> _EXERCISE INSTRUCTIONS_:
(A) In the employment case text, on what date was the claimant invited to attend the hearing by the letter dated 15th December, 2015?
(B) Please extend the employment case text from where it stops.

> _PAGE EXTRACT_:
▽
As admitted between the respondents, the claimant was employed by the 1st respondent and placed with the 2nd respondent. the principal employer was the 1st respondent. upon finding of misconduct, the claimant was invited to address by the 2nd respondent, he was found to have received monies from a parent and students and money which was to be paid to the respondents in school fees and examination registration. By repaying such monies, the claimant did not clear himself from the fact of having received such monies from the parent and student irregular and what amounted to fraud.
The 2nd respondent thus escalated the matter with the claimant’s employer, the 1st respondent and TSC. The claimant was summoned for a hearing on 18th August, 2018 but was deferred and the letter of interdiction amended. The claimant was given time to respond.
The claimant was then invited for hearing vide letter dated 15th December, 2015 to attend on 26th January, 2016. This letter is to the claimant as;
Rer: No. TSC/39-879
TSC/DISC/NO: 0539/11/2014/2015/22
By letter dated 22nd January, 2016 the claimant through his advocates replied and cited that he had received a text mess ‘SMS’ on phone and noted previously he was heard at the Uasin Gishu and was not aware why the matter had been transferred to Nairobi. The claimant also noted that he had since filed Kericho ELRC No.268 of 2015 and would not attend the scheduled disciplinary hearing on 26th January, 2016 as the reason for appearing had not been communicated.
△
> _RECORDS SHOWN_:
▽
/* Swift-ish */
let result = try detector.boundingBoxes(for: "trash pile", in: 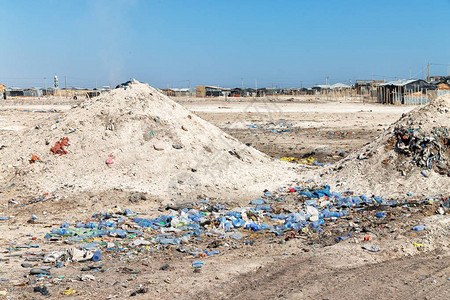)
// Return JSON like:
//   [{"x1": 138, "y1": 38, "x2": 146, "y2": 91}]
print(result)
[
  {"x1": 394, "y1": 127, "x2": 450, "y2": 177},
  {"x1": 247, "y1": 119, "x2": 292, "y2": 133},
  {"x1": 322, "y1": 95, "x2": 450, "y2": 197},
  {"x1": 34, "y1": 186, "x2": 450, "y2": 263},
  {"x1": 0, "y1": 81, "x2": 298, "y2": 201}
]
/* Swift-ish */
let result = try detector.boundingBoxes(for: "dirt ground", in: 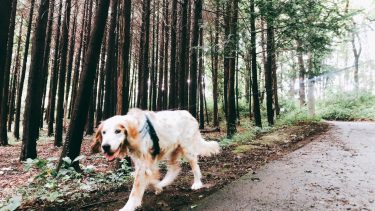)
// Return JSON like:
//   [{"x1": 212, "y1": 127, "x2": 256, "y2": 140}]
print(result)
[
  {"x1": 0, "y1": 123, "x2": 328, "y2": 210},
  {"x1": 189, "y1": 122, "x2": 375, "y2": 211}
]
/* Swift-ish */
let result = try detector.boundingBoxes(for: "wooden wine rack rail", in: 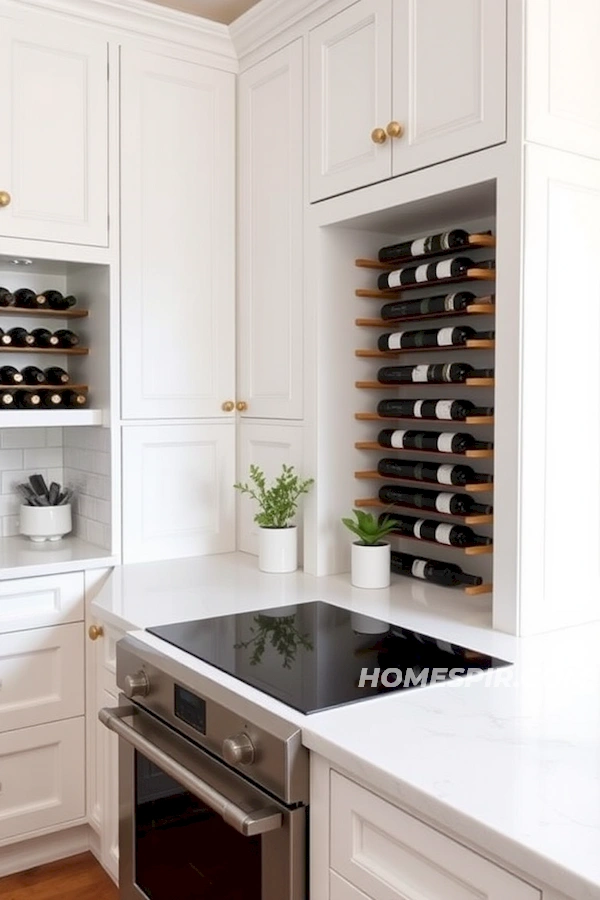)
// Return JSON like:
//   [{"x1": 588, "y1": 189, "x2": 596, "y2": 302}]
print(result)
[
  {"x1": 354, "y1": 497, "x2": 494, "y2": 525},
  {"x1": 0, "y1": 306, "x2": 89, "y2": 319},
  {"x1": 0, "y1": 346, "x2": 90, "y2": 356},
  {"x1": 356, "y1": 234, "x2": 496, "y2": 271},
  {"x1": 354, "y1": 469, "x2": 494, "y2": 494},
  {"x1": 354, "y1": 378, "x2": 496, "y2": 391},
  {"x1": 389, "y1": 531, "x2": 494, "y2": 556},
  {"x1": 354, "y1": 413, "x2": 494, "y2": 428},
  {"x1": 354, "y1": 441, "x2": 494, "y2": 459},
  {"x1": 354, "y1": 339, "x2": 496, "y2": 359}
]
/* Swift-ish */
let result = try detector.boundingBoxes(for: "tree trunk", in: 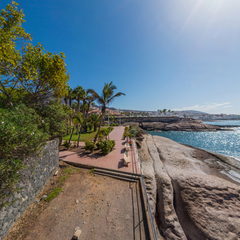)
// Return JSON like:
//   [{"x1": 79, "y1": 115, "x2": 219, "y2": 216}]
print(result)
[
  {"x1": 68, "y1": 126, "x2": 74, "y2": 146},
  {"x1": 77, "y1": 125, "x2": 81, "y2": 147}
]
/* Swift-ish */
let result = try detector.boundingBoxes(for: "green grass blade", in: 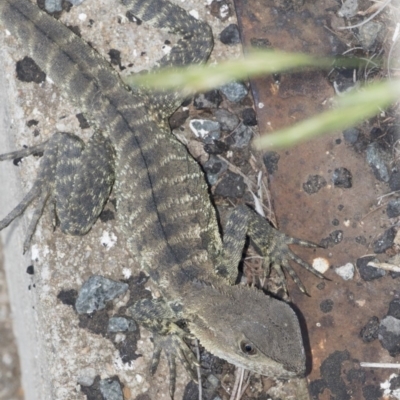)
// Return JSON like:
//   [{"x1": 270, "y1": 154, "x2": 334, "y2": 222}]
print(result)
[
  {"x1": 124, "y1": 50, "x2": 332, "y2": 92},
  {"x1": 254, "y1": 81, "x2": 400, "y2": 150}
]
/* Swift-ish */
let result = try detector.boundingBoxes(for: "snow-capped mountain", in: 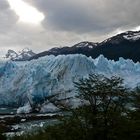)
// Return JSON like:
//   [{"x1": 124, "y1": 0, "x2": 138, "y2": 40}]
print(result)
[
  {"x1": 30, "y1": 31, "x2": 140, "y2": 62},
  {"x1": 6, "y1": 48, "x2": 35, "y2": 61},
  {"x1": 0, "y1": 54, "x2": 140, "y2": 112}
]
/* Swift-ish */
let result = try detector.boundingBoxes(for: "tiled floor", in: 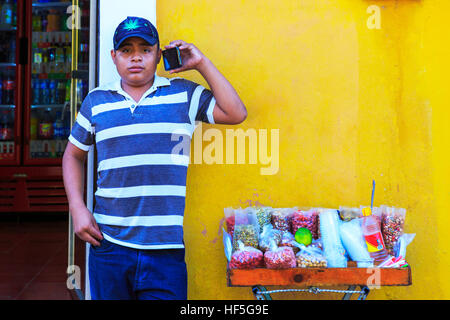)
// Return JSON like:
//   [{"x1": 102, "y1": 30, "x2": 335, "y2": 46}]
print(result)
[{"x1": 0, "y1": 215, "x2": 72, "y2": 300}]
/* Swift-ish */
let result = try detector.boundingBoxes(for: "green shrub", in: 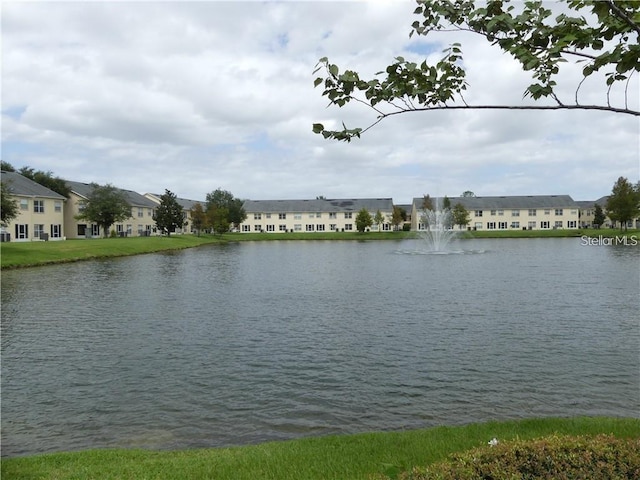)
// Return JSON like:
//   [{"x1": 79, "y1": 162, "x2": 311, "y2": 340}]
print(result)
[{"x1": 390, "y1": 435, "x2": 640, "y2": 480}]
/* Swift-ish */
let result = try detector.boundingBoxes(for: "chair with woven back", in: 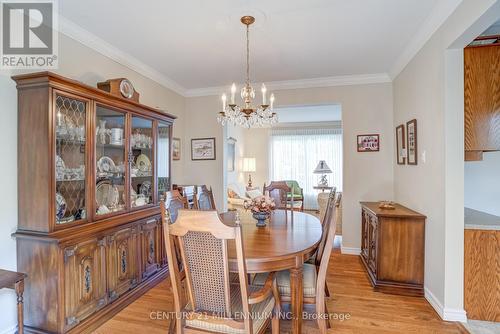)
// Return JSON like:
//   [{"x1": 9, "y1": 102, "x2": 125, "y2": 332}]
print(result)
[
  {"x1": 165, "y1": 189, "x2": 188, "y2": 223},
  {"x1": 194, "y1": 185, "x2": 216, "y2": 210},
  {"x1": 161, "y1": 204, "x2": 280, "y2": 334},
  {"x1": 253, "y1": 192, "x2": 337, "y2": 334}
]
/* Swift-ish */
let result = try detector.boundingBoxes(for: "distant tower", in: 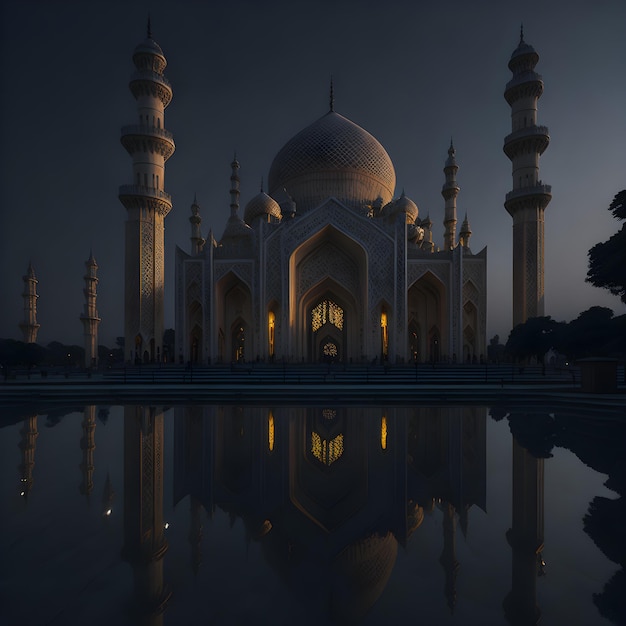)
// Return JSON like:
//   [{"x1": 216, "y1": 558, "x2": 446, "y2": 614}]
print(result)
[
  {"x1": 18, "y1": 415, "x2": 39, "y2": 498},
  {"x1": 80, "y1": 253, "x2": 100, "y2": 367},
  {"x1": 20, "y1": 263, "x2": 40, "y2": 343},
  {"x1": 119, "y1": 22, "x2": 175, "y2": 361},
  {"x1": 79, "y1": 404, "x2": 96, "y2": 502},
  {"x1": 459, "y1": 213, "x2": 472, "y2": 248},
  {"x1": 504, "y1": 30, "x2": 552, "y2": 326},
  {"x1": 189, "y1": 196, "x2": 206, "y2": 256},
  {"x1": 441, "y1": 139, "x2": 459, "y2": 250}
]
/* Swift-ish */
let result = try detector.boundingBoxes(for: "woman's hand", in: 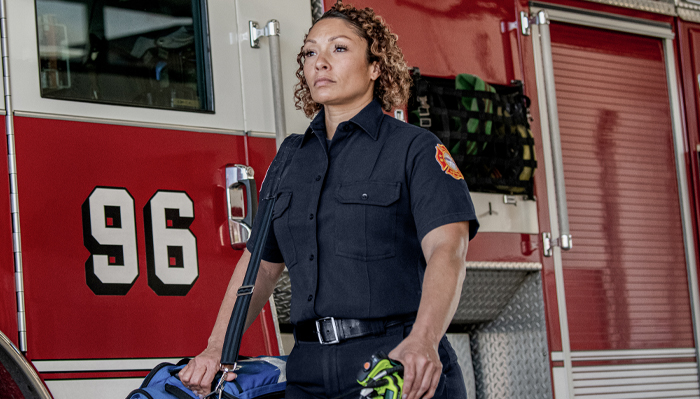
△
> _OUTPUTS_:
(A) 26th January, 2016

(B)
The claimant in making the reference;
Rer: No. TSC/39-879
TSC/DISC/NO: 0539/11/2014/2015/22
As noted above was in regard to the letter and communication issued by the 1st respondent. the court going through the letter sent to the claimant and the response he made from his advocates, the details make reference to the cited communication. This confirms that he received the invitation to attend his disciplinary hearing at Nairobi and opted not to attend.
The claimant has also given the reasons that he had filed Kericho ELRC No,268 of 2015.
As held in the case of Anthony Mkala Chitavi versus Malindi Water & Sewerage Co. Limited [2013] eKLRdue process requires the employer to issue notice to the employee setting out the allegations made and based on such allegations allow the employee to attend and give his defences. In this regard, the claimant was interdicted to allow for investigations, such investigations were conducted by the 2nd respondent and who followed the variously complaints made by a parent and students on the fraudulent receipt of monies by the claimant to pay school fees and register for examinations which he failed to do and in any event he as a lecturer was not supposed to have engaged in such conduct. The claimant failed to attend as directed. He cannot then turn around and assert that his rights under section 43 of the Employment Act, 2007 were breached.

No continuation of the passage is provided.